아래 항목에서 "person"라는 문자열이 들어 있는 줄의 수를 구하고 그 수만 쓰시오. 대소문자는 구분한다.

**주어진 자료**
***
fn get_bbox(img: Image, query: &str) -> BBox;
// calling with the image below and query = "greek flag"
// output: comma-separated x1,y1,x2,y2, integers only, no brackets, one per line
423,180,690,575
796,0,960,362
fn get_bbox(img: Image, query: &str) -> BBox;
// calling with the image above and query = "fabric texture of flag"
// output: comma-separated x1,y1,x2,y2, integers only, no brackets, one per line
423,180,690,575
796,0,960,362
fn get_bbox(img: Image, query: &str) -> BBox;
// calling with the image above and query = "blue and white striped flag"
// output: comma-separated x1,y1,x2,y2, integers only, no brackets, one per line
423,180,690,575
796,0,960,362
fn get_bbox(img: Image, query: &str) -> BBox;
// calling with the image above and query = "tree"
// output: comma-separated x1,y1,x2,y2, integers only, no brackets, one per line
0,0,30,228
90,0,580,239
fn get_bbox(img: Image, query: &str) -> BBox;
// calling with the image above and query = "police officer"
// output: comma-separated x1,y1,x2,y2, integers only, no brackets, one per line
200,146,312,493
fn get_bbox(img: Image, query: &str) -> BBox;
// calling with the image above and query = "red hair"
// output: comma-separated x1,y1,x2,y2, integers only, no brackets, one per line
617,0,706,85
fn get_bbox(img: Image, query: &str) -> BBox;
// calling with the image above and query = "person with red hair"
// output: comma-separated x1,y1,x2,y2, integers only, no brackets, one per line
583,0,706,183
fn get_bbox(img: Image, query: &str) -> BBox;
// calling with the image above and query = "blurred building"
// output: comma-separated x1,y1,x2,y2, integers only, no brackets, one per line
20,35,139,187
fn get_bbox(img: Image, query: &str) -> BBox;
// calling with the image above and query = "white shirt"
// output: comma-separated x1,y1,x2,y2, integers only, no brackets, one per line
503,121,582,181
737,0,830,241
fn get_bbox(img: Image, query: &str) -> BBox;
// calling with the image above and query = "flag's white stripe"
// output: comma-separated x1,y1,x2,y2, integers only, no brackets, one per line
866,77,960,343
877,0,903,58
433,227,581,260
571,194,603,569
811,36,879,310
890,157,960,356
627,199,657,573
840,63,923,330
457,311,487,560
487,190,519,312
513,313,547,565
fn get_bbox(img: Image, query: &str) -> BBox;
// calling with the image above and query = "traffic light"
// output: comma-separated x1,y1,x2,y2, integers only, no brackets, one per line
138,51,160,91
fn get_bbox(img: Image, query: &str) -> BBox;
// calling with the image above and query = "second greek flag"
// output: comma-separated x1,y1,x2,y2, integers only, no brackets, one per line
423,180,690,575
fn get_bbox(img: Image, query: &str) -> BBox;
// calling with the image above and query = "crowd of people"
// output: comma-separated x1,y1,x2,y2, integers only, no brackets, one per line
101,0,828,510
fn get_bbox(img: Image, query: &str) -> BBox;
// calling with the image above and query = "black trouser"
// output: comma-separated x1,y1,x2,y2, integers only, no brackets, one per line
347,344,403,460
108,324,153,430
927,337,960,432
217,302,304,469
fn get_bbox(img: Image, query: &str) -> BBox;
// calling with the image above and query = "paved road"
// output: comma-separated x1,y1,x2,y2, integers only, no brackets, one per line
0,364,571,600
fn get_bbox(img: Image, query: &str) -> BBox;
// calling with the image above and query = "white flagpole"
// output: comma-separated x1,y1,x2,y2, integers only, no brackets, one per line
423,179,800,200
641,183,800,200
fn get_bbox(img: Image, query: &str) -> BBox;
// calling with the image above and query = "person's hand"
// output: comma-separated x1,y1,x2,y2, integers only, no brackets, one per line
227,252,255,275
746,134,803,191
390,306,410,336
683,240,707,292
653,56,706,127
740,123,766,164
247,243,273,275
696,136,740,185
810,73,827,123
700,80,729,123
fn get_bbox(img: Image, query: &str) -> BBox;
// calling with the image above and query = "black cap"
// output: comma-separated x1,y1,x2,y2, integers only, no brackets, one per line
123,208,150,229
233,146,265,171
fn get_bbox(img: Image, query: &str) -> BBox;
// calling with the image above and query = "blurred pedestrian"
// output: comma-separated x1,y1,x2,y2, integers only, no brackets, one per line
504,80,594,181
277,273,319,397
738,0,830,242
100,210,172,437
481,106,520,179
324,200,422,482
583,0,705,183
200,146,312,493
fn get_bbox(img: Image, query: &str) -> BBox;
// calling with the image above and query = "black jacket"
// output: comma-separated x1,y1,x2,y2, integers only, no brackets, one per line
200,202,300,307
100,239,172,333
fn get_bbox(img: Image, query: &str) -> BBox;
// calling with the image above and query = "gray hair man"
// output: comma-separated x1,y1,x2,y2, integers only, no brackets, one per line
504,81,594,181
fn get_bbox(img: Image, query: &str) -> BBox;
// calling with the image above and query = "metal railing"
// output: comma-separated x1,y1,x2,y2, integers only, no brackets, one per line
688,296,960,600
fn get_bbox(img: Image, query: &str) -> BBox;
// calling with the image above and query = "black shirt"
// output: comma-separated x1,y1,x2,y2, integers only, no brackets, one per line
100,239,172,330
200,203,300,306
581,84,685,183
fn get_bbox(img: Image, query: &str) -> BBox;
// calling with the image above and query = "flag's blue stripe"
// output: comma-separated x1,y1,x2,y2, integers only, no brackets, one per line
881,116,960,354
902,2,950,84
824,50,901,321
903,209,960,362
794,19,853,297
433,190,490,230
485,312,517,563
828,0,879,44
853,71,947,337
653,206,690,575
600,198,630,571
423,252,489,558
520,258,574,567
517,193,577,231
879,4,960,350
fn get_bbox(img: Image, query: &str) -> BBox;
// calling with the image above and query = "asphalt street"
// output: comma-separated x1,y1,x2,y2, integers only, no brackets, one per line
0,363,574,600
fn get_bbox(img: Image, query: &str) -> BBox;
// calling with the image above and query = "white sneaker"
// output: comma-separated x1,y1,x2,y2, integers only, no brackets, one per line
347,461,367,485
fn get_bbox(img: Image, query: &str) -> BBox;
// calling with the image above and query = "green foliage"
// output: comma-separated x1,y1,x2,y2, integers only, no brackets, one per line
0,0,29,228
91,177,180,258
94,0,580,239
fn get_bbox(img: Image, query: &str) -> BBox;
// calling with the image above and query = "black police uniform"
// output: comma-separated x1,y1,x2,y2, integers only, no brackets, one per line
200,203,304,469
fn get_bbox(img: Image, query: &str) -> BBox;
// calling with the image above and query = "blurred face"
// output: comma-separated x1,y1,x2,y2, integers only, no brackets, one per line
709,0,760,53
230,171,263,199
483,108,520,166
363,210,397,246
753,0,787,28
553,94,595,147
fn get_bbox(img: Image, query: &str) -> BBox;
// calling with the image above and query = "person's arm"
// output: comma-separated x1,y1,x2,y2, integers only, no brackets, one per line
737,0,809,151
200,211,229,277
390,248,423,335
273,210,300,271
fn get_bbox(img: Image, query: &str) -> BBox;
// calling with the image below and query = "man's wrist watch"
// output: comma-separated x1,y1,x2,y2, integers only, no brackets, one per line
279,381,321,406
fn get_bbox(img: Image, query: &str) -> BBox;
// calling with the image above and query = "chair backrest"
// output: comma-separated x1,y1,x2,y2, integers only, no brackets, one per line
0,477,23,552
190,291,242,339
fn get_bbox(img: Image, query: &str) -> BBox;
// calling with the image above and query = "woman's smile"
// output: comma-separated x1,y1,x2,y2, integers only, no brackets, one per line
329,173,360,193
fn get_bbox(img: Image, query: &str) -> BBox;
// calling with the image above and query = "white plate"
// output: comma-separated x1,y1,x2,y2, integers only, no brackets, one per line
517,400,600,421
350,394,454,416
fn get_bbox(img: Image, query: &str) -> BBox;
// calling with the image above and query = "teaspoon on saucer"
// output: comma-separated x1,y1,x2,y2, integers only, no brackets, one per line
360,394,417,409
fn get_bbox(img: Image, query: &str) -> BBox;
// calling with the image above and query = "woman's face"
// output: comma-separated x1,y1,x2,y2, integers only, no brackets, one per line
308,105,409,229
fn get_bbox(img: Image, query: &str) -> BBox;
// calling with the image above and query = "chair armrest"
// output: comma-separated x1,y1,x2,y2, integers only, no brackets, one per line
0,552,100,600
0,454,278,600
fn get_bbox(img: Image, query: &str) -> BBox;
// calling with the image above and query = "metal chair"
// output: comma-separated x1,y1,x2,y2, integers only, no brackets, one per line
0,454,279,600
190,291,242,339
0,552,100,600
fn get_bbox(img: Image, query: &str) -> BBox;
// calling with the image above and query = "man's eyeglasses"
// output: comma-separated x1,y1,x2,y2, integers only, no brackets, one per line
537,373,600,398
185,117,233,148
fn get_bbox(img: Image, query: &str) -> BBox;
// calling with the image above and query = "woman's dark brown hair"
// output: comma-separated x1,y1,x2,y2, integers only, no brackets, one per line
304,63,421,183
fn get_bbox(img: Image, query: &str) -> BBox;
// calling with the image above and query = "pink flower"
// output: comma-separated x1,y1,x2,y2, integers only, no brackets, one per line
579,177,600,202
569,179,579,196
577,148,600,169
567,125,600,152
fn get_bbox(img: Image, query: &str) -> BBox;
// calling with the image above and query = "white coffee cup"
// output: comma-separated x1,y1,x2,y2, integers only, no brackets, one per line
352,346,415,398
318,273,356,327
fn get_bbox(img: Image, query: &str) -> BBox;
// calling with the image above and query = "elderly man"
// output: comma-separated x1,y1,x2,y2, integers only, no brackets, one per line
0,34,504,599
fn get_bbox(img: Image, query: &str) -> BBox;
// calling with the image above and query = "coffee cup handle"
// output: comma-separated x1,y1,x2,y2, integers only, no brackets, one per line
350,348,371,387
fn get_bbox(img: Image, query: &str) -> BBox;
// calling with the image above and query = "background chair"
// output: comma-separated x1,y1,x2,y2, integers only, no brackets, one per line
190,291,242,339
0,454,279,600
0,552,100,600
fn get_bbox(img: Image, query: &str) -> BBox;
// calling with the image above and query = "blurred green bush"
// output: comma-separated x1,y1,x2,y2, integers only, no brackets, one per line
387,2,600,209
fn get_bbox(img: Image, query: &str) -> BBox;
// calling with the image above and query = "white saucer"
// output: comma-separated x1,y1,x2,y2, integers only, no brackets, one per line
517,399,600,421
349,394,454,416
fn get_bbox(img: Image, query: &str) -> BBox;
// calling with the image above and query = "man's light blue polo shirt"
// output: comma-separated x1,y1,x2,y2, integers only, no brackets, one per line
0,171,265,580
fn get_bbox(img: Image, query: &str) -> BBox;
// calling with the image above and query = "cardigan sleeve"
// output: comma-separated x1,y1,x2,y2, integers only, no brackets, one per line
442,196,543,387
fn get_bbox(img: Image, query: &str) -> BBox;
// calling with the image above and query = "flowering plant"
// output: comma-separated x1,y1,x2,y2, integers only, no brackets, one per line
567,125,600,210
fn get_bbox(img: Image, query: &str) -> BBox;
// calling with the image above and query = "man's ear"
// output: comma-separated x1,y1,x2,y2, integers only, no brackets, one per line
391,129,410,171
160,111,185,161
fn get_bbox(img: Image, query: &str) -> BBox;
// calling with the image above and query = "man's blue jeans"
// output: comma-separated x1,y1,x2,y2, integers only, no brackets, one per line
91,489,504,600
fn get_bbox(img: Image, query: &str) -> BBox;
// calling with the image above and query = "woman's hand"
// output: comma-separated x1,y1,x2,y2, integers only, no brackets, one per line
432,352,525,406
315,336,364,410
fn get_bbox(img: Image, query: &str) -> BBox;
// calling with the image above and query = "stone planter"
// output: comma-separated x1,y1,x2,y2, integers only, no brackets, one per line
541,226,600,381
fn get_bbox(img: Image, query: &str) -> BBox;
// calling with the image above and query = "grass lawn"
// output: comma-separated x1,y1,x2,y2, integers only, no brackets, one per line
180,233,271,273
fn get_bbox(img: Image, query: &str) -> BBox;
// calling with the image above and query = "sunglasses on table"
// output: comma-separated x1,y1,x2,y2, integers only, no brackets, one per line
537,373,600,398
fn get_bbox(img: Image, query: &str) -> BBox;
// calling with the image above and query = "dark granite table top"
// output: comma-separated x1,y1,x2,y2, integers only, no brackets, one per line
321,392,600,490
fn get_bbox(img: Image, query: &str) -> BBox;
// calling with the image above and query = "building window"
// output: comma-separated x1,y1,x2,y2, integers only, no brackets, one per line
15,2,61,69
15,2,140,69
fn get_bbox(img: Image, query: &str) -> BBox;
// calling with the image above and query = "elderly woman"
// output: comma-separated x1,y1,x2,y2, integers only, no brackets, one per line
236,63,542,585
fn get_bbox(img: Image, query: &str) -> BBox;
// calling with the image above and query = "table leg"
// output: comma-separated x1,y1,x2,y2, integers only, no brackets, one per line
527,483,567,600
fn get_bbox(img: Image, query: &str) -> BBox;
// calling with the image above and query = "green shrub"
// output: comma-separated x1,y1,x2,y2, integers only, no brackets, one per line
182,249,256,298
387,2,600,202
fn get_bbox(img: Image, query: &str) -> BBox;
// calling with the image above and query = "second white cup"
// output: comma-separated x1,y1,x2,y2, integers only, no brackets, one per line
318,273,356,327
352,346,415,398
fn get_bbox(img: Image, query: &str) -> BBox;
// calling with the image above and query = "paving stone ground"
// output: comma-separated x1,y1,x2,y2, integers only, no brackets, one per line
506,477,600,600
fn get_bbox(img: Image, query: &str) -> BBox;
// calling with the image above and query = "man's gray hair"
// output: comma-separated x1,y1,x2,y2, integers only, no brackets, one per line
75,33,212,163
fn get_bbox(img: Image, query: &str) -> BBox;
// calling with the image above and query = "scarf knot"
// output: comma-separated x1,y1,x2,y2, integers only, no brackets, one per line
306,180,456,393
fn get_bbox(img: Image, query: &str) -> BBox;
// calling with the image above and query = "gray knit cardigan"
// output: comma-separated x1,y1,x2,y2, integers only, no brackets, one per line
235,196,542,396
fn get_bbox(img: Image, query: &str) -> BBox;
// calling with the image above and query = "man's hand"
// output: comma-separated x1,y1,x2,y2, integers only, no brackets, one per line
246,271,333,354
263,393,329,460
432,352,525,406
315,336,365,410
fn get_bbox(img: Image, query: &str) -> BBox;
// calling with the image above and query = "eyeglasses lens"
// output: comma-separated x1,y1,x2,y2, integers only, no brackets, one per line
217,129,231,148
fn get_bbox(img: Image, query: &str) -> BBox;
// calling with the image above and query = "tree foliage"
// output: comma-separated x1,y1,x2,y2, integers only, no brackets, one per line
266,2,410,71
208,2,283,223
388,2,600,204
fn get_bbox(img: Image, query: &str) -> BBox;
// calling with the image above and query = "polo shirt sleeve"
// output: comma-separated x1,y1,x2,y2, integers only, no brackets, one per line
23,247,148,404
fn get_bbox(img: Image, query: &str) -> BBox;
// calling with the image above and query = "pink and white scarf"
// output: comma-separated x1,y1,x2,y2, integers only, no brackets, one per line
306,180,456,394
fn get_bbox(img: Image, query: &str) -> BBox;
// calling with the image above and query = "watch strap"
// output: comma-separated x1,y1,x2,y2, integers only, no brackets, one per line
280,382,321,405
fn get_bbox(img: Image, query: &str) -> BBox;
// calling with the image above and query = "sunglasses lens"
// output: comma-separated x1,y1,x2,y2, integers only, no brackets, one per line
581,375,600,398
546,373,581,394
***
**풀이**
3